**Document section**
★ ★ ★

The SEC disclosure regime is set to evolve under Gensler.
Since his March 2021 Senate confirmation hearing, Gensler has pointed to both investor protection and demand as key Commission considerations. Expected actions in 2022:
1. Rule proposal on climate-related disclosures and ongoing monitoring:
Gensler has been vocal about his view of the need for consistent and comparable climate-related disclosures that help inform decisions in the public capital markets. In 2022, the SEC is expected to issue a rule proposal on climate-related disclosures. In the meantime, Gensler and the SEC staff have indicated they are paying close attention to companies’ current climate-related disclosures, emphasizing the importance of complying with the 2010 Commission Guidance Regarding Disclosure Related to Climate Change.
2. Rule proposal on human capital disclosures:
Gensler has spoken extensively on investor interest in human capital disclosures. The SEC has indicated it will propose a rule in 2022 focused on enhancing disclosures about companies’ human capital management.
3. Rule proposal on corporate board diversity:
The SEC’s rulemaking agenda includes a proposal to require disclosures on corporate board diversity, following the agency’s 2021 approval of a rule that requires Nasdaq-listed companies to disclose information about their boards’ diversity.

★ ★ ★

**Material shown**
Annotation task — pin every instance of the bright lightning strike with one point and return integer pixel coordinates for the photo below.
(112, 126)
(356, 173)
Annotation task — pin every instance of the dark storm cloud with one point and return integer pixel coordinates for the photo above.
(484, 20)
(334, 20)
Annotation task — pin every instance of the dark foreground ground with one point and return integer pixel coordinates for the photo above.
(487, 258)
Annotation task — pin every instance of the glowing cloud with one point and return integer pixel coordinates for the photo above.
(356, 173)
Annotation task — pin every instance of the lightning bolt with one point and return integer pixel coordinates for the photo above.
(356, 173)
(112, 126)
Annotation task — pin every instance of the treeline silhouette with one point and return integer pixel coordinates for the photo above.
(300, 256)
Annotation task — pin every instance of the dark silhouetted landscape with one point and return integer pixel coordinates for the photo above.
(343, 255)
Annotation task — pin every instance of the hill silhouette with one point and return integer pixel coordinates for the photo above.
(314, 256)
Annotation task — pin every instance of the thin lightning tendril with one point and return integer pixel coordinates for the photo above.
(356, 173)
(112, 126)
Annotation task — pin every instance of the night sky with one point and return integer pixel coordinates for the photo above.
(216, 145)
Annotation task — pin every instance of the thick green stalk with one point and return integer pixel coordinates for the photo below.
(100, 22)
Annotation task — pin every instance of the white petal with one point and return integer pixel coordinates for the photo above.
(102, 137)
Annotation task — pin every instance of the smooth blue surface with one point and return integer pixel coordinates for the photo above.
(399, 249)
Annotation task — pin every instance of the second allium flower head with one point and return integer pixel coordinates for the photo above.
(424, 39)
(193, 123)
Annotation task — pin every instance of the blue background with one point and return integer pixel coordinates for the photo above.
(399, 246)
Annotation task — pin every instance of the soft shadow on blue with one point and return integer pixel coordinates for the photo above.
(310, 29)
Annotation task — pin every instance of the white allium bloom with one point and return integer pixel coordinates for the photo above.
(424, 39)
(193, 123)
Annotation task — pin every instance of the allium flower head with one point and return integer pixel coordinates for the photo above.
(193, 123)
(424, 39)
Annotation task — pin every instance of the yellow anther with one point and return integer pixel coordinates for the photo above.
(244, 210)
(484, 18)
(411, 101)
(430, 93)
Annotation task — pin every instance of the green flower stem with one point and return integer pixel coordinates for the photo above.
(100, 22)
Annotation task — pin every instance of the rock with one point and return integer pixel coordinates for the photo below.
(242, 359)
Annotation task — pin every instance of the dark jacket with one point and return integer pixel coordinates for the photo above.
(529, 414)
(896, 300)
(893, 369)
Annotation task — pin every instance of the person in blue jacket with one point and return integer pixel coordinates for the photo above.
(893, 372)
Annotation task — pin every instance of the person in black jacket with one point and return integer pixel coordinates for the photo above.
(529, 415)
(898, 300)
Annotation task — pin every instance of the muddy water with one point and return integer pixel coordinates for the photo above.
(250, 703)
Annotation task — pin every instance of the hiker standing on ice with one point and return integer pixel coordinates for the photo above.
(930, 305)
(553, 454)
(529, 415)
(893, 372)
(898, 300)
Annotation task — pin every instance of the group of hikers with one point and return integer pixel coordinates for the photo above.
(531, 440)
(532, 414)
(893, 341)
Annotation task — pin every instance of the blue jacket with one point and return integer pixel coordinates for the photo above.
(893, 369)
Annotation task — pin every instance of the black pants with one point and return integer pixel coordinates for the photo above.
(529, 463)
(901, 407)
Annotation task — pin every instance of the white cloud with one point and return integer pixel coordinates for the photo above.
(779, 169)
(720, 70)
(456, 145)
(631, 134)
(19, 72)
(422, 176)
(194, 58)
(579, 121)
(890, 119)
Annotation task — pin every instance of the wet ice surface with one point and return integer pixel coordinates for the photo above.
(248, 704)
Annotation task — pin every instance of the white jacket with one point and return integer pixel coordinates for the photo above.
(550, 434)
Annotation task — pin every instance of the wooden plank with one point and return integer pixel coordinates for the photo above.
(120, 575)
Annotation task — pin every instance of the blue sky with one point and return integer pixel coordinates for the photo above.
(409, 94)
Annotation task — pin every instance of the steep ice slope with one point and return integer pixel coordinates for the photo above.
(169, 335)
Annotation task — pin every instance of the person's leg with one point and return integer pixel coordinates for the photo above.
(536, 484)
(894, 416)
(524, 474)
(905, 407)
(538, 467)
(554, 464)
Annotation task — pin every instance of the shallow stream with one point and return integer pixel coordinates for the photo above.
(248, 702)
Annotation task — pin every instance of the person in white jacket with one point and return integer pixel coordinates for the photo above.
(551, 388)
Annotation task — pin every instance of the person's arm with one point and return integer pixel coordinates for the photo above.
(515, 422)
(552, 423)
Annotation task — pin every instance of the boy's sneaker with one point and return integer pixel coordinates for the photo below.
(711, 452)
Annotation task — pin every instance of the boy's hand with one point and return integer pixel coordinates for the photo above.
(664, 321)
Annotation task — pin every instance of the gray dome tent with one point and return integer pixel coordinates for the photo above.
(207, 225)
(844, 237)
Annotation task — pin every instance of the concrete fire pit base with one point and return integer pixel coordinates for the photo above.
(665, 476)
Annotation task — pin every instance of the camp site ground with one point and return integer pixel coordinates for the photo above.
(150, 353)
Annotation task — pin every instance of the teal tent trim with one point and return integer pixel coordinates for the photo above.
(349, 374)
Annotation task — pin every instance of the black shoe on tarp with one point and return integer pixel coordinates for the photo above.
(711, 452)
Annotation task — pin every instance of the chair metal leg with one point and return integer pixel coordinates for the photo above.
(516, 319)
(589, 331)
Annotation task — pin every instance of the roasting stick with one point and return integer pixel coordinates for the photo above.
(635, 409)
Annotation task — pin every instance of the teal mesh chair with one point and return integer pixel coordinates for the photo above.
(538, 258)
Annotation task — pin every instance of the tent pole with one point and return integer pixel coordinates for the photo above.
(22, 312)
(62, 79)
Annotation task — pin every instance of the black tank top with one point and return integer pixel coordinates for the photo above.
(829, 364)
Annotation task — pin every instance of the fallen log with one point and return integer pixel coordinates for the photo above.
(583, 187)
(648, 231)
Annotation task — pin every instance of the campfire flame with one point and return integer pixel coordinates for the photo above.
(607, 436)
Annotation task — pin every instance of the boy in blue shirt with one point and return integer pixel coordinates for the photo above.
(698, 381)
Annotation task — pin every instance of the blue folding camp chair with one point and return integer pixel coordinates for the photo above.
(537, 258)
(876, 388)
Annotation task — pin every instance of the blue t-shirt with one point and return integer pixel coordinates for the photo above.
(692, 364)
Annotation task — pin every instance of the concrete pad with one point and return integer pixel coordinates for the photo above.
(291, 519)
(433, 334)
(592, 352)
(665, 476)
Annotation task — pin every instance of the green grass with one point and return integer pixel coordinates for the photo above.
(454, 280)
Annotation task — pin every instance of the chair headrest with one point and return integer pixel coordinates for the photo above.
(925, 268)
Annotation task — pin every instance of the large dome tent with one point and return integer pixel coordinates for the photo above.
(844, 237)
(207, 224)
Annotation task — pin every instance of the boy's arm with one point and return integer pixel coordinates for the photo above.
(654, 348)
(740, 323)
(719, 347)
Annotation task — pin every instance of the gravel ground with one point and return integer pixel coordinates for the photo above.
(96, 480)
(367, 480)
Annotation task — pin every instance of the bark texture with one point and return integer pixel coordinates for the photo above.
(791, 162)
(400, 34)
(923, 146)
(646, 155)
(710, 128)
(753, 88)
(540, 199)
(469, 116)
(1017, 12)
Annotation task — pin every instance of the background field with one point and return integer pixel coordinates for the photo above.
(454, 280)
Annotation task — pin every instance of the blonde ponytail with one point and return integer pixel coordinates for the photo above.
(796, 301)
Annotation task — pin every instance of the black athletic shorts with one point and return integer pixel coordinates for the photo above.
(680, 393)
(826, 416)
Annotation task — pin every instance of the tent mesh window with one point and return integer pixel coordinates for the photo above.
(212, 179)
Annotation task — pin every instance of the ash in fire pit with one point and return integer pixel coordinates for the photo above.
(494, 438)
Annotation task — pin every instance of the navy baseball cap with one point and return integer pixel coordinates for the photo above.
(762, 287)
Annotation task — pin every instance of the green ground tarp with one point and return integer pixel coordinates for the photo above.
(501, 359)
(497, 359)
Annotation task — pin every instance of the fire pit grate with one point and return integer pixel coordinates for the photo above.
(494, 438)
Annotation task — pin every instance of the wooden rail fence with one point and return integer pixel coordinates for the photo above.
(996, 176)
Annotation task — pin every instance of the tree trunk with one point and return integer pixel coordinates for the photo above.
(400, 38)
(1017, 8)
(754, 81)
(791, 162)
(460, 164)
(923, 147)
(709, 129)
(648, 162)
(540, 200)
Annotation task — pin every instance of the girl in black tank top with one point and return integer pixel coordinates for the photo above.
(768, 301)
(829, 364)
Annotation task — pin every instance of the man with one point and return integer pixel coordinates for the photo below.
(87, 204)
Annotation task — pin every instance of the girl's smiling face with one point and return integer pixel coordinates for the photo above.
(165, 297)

★ ★ ★

Continue the passage on the SEC's expected 2022 disclosure actions under Gensler, starting after its last sentence. The listing is separate material and has no connection to the passage on SEC disclosure rules.

**Task response**
4. Rule proposal on cybersecurity risk governance:
The SEC rulemaking agenda includes rule proposals on cybersecurity risk to be introduced in spring 2022, which are expected to go beyond interpretive guidance published in 2018.
5. Rule proposal on disclosures for special purpose acquisition companies (SPACs):
The SEC has indicated it is drafting a proposal to improve SPAC disclosures regarding conflicts of interest and share dilution, in response to investor protection concerns relating to SPAC transactions.
6. Consideration of amendments to Rule 10b5-1 insider trading plan rules:
The SEC is expected to consider responses to proposed amendments introduced in December 2021 that update rules governing Rule 10b5-1 insider trading plans. The proposed changes would impose cooling-off periods before trading could commence under a trading plan and prohibit multiple overlapping trading arrangements.
7. Consideration of amendments to rules governing share repurchases:
In 2022, the SEC staff is expected to consider responses to a proposal approved in December 2021 that would require more detailed and frequent disclosure of share repurchases, including next-day reporting of the amount and price of the shares repurchased.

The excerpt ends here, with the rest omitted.